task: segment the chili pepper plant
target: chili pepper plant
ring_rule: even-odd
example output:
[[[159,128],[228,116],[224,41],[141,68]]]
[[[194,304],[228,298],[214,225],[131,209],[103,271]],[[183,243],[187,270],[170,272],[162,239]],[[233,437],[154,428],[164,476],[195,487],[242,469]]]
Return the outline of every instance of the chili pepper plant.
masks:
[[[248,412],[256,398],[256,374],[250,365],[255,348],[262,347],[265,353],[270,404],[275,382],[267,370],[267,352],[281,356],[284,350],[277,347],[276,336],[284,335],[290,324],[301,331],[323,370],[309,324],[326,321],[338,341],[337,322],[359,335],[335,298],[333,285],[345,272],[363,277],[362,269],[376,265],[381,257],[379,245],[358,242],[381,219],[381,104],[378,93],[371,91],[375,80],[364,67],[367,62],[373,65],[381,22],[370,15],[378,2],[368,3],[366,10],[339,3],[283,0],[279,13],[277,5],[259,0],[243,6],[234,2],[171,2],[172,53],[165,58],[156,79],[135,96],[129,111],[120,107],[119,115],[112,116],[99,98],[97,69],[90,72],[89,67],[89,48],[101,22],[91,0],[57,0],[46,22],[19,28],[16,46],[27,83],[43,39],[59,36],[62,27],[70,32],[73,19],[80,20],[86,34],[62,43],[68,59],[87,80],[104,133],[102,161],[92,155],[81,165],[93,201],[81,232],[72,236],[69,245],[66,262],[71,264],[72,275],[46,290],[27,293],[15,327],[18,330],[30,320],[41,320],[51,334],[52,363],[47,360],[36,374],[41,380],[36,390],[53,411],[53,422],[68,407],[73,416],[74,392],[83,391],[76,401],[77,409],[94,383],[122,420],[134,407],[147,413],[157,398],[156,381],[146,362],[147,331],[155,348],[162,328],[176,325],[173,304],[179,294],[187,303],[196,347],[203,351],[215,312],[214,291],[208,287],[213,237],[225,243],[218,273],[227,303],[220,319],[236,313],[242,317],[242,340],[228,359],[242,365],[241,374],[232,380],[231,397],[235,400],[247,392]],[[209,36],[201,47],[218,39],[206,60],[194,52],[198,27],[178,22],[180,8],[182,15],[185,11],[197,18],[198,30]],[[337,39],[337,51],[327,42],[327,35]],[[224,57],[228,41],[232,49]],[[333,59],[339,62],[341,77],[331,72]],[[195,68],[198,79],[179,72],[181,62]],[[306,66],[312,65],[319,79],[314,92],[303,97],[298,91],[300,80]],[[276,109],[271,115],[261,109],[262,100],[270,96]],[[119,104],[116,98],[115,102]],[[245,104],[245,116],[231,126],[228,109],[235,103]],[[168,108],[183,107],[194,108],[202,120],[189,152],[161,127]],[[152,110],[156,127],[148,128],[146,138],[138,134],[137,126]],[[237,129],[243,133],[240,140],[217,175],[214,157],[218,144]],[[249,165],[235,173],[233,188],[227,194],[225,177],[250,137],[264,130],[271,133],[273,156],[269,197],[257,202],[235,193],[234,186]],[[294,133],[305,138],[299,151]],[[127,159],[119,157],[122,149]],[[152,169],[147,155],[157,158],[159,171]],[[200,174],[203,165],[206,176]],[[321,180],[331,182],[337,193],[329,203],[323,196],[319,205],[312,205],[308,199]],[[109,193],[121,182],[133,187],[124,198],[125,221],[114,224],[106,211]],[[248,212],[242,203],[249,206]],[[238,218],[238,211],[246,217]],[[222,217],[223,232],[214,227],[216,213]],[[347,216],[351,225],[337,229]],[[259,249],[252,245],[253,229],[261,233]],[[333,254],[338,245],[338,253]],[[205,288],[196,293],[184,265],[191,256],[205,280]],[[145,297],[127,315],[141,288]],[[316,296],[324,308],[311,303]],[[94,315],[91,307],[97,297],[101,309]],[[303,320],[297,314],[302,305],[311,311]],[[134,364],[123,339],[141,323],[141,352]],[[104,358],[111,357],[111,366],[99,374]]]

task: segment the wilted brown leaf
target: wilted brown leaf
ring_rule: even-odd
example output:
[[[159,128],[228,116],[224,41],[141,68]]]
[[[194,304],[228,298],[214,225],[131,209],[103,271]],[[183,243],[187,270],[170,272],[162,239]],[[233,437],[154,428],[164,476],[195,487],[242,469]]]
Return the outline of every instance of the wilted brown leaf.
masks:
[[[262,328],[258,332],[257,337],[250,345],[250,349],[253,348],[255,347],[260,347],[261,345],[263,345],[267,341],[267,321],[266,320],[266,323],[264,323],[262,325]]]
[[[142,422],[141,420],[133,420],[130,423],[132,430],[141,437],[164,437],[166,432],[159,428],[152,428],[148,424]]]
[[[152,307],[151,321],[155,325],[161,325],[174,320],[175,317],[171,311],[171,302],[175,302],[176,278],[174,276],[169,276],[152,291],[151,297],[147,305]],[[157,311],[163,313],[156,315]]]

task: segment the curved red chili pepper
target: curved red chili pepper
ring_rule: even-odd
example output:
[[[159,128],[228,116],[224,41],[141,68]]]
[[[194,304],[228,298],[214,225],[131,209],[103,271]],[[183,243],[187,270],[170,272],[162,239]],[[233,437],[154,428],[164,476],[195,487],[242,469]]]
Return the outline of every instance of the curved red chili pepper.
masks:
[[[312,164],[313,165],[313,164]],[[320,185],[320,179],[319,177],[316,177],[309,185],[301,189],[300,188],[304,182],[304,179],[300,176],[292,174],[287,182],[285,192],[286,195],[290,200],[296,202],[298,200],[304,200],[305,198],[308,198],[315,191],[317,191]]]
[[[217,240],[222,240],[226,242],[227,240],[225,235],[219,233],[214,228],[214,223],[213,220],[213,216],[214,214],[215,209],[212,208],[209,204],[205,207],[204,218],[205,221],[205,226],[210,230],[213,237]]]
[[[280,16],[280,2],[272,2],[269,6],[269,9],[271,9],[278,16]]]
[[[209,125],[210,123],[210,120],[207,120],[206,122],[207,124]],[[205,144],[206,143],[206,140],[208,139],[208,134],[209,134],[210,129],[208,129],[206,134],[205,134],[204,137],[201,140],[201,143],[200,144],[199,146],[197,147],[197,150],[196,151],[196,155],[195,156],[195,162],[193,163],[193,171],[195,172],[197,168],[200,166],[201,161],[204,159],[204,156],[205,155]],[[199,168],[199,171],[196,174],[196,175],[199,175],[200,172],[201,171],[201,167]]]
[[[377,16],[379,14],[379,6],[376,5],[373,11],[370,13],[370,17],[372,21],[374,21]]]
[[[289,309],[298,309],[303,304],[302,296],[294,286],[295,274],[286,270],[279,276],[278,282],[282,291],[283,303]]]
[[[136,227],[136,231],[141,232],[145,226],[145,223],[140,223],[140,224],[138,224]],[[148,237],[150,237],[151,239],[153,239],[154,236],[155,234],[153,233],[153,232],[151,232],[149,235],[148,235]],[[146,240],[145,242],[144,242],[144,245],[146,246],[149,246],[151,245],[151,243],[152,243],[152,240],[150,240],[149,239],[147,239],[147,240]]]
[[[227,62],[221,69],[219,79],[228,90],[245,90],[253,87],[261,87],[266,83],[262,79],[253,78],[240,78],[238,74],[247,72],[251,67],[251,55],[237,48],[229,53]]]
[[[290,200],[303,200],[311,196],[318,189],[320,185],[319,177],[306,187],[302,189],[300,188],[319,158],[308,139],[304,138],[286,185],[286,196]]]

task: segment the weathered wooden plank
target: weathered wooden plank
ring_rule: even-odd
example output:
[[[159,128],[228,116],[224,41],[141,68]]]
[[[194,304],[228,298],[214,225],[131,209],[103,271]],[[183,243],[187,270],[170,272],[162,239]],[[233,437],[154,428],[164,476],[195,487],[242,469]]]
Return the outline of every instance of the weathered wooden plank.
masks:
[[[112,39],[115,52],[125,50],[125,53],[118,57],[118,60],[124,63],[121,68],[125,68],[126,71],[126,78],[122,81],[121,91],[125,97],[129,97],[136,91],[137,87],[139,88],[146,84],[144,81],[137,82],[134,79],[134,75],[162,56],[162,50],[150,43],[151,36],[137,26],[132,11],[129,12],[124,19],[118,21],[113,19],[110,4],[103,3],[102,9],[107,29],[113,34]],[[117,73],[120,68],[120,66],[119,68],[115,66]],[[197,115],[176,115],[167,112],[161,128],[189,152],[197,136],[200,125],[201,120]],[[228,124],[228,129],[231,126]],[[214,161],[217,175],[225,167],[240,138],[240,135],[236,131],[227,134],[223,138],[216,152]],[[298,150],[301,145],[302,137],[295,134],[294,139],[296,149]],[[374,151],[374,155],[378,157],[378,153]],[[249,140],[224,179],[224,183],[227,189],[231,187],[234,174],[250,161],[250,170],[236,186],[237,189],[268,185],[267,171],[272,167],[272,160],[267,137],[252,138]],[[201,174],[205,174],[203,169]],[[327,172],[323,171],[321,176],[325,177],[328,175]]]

□ □ □ □

◆ **To do**: Lay out the part that opens with the line containing "task: segment the weathered wooden plank" and ends at the close of the rows above as a Markdown table with the columns No and Text. Number each line and omit any blank ones.

◆ **Task result**:
| No | Text |
|---|---|
| 1 | task: segment the weathered wooden plank |
| 2 | target: weathered wooden plank |
| 3 | ring_rule: even-odd |
| 4 | example output: |
| 5 | [[[159,128],[228,116],[224,41],[141,68]]] |
| 6 | [[[194,304],[228,298],[214,225],[131,209],[103,271]],[[183,243],[187,270],[170,272],[162,239]],[[233,437],[154,428],[164,476],[195,487],[242,469]]] |
| 7 | Return the outline of every instance of the weathered wooden plank. |
| 8 | masks: |
| 9 | [[[112,39],[115,52],[125,50],[125,53],[118,57],[118,60],[124,63],[121,68],[125,68],[126,71],[126,78],[122,81],[121,91],[125,97],[129,97],[136,91],[137,87],[139,88],[146,84],[144,81],[137,82],[134,79],[134,75],[162,56],[162,50],[150,43],[151,36],[137,26],[132,11],[129,12],[124,19],[118,21],[113,19],[110,4],[103,3],[102,9],[107,29],[113,34]],[[117,73],[120,68],[120,66],[119,68],[115,66]],[[197,115],[176,115],[167,112],[161,128],[189,152],[197,136],[200,125],[201,120]],[[228,124],[228,129],[231,126]],[[214,161],[217,175],[225,167],[240,138],[240,135],[236,131],[227,134],[223,138],[216,152]],[[298,150],[301,145],[302,137],[295,134],[294,139],[296,149]],[[374,151],[374,155],[378,157],[378,153]],[[249,140],[224,179],[224,183],[227,189],[231,187],[234,174],[250,161],[250,170],[236,186],[237,189],[268,185],[267,171],[272,167],[272,160],[267,137],[252,138]],[[201,174],[205,174],[203,169]],[[327,172],[323,171],[321,176],[325,177],[328,175]]] |